• [TASK 1]: Please return the stretch of rows from the line that contains "Guideline: the keypoint for each instance of the white cloud" through the end of the rows, without any changes.

-- START OF PASSAGE TO READ --

Plaintiff filed her Complaint on December 30, 2011.
(Doc. 2).
Originally, Plaintiff’s
Complaint raised two claims: one against Whiteside alleging racial discrimination and one against the
Illinois Federation of Teachers for Failure to Represent. (Doc. 2). Plaintiff voluntarily dismissed the
Illinois Federation of Teachers on July 23, 2012. (Doc. 26). On January 7, 2013, Plaintiff moved
for leave to Amend her Complaint. (Doc. 37). Whiteside never filed a Response to the Motion, and
the Court granted leave on January 25, 2013. (Doc. 43). The new Complaint raised, for the first
time, two claims alleging sexual harassment and retaliation. (Doc. 44). Specifically, Plaintiff alleged
that “in or about March and April 2010, Plaintiff was propositioned sexually on more than one
occasion by assistant principal Marshaun LeFlore [Johnson], who was in a position of authority over
Plaintiff at the time. Plaintiff refused such advances each time.” (Doc. 44, ¶ 9). Plaintiff also pled
that she did not discover that Johnson “was in part the driving force bringing about her
termination,” until the investigation into her claims at the administrative level by the IDHR. (Doc.

-- END OF PASSAGE TO READ --
-- START OF GIVEN INFORMATION --

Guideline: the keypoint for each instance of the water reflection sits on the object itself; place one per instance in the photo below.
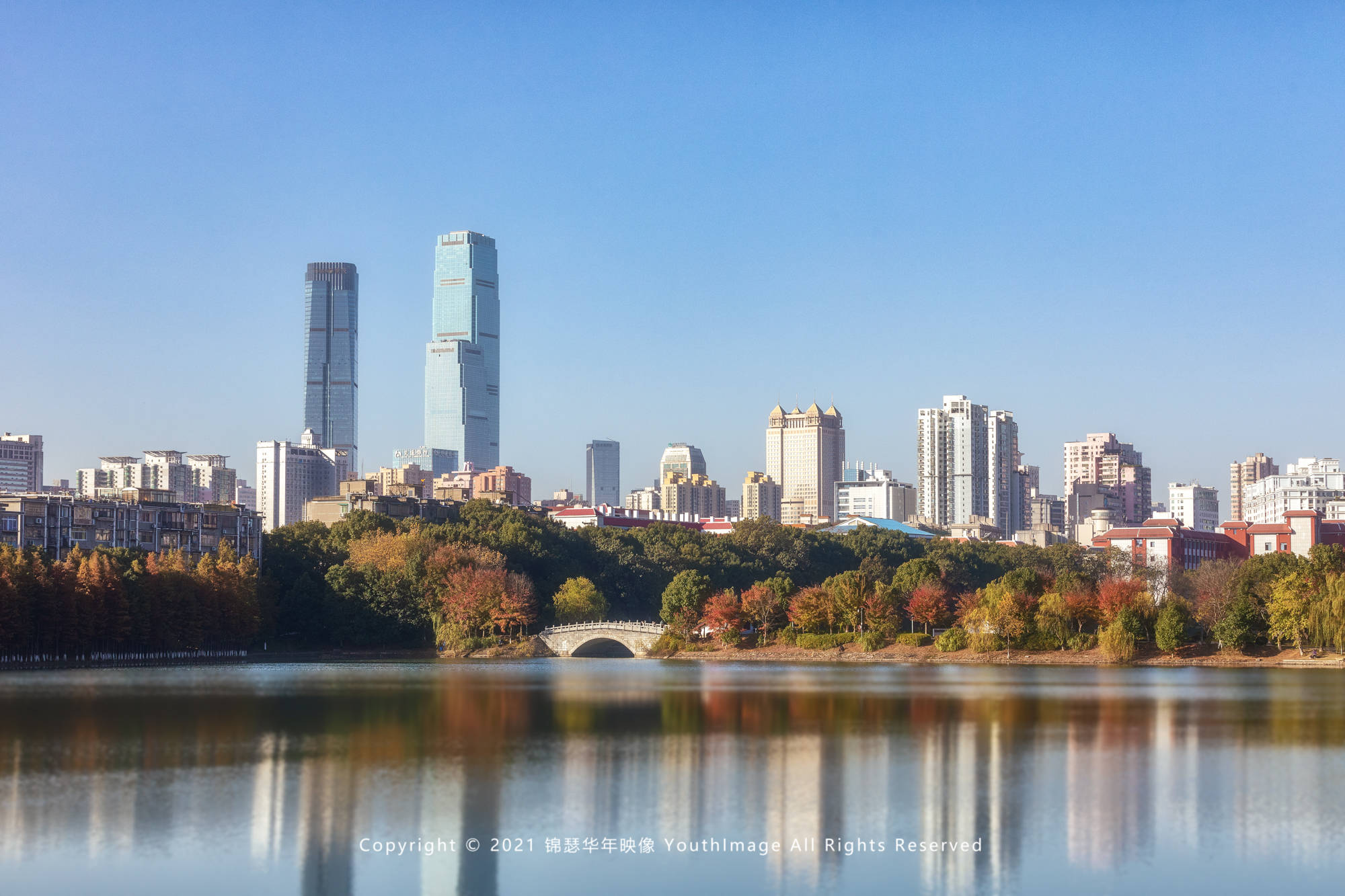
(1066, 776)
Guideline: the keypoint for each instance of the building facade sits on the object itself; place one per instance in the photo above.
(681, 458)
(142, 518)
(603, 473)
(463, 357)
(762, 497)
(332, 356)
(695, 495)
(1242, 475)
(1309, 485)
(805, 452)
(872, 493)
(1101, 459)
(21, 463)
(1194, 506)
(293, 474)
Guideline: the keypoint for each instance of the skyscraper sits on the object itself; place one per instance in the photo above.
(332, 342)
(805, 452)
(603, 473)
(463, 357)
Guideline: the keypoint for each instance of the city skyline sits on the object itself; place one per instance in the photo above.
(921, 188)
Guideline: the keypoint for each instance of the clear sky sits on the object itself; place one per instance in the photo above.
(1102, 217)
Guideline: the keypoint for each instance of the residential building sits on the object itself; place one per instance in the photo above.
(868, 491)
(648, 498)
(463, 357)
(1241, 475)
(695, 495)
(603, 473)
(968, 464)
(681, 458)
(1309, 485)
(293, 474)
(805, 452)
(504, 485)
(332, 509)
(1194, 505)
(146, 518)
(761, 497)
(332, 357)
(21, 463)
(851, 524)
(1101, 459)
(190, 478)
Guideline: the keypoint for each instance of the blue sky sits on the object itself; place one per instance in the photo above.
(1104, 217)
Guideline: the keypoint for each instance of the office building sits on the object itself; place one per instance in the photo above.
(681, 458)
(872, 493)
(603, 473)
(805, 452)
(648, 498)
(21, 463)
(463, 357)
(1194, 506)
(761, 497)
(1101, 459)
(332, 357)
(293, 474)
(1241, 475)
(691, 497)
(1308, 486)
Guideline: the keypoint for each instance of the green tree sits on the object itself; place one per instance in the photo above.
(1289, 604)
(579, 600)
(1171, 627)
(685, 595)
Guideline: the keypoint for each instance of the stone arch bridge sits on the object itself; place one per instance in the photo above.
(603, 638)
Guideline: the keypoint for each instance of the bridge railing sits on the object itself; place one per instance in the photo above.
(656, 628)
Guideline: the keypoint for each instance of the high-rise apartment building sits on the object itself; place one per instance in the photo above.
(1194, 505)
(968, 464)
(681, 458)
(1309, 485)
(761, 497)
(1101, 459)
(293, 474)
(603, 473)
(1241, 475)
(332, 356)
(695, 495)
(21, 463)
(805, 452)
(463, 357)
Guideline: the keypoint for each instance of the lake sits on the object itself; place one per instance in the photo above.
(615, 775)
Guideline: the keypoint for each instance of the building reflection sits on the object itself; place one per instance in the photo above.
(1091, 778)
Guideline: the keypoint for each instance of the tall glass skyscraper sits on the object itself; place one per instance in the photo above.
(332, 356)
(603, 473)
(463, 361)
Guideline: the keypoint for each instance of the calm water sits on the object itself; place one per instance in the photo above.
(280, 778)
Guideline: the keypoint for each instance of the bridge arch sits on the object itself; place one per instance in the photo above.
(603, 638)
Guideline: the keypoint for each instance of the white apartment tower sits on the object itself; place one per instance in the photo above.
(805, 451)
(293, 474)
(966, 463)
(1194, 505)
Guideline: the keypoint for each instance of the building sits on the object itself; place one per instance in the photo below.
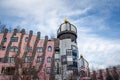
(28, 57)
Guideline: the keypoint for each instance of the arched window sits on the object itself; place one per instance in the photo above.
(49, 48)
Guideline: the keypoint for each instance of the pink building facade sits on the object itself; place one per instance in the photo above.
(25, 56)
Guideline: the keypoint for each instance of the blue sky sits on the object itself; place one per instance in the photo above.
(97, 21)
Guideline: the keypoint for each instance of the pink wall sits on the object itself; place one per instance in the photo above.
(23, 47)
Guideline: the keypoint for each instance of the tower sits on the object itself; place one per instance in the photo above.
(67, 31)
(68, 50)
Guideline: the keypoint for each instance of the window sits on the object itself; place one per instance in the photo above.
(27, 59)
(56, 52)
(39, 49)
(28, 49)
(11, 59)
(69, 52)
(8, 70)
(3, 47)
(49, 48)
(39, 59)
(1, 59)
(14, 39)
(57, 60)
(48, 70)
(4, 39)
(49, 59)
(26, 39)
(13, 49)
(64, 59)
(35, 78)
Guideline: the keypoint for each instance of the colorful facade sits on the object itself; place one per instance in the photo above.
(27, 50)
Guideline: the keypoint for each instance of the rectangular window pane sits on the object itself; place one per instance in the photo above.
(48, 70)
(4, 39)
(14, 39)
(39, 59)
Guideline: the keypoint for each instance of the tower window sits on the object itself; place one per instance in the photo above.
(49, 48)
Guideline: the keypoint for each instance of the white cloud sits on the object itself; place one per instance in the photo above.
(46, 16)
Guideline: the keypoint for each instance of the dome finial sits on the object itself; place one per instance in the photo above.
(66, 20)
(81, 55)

-- END OF GIVEN INFORMATION --

• [TASK 2]: Write the next part of the passage about the plaintiff's lawsuit against Whiteside, picking up where it stops.

• [RESULT 1]:
Guideline: the keypoint for each instance of the white cloud sits on the object itself; place one per instance in the photo above.
(46, 16)
Guideline: the keypoint for each instance of the dome finial sits on the object itself; place one per instance in the photo above.
(66, 20)
(81, 55)

• [RESULT 2]:
44, ¶ 17).
ANALYSIS
On a motion to dismiss, the Court accepts all well-pled allegations in the plaintiff’s
complaint as true. Fed. R. Civ. P. 12(b)(6). The purpose of Rule 12(b)(6) motion is to decide the
adequacy of the complaint, not to determine the merits of the case. Gibson v. Chicago, 910 F.2d
1510, 1520 (7th Cir. 2005). A complaint need not anticipate or overcome affirmative defenses such
as the statute of limitations.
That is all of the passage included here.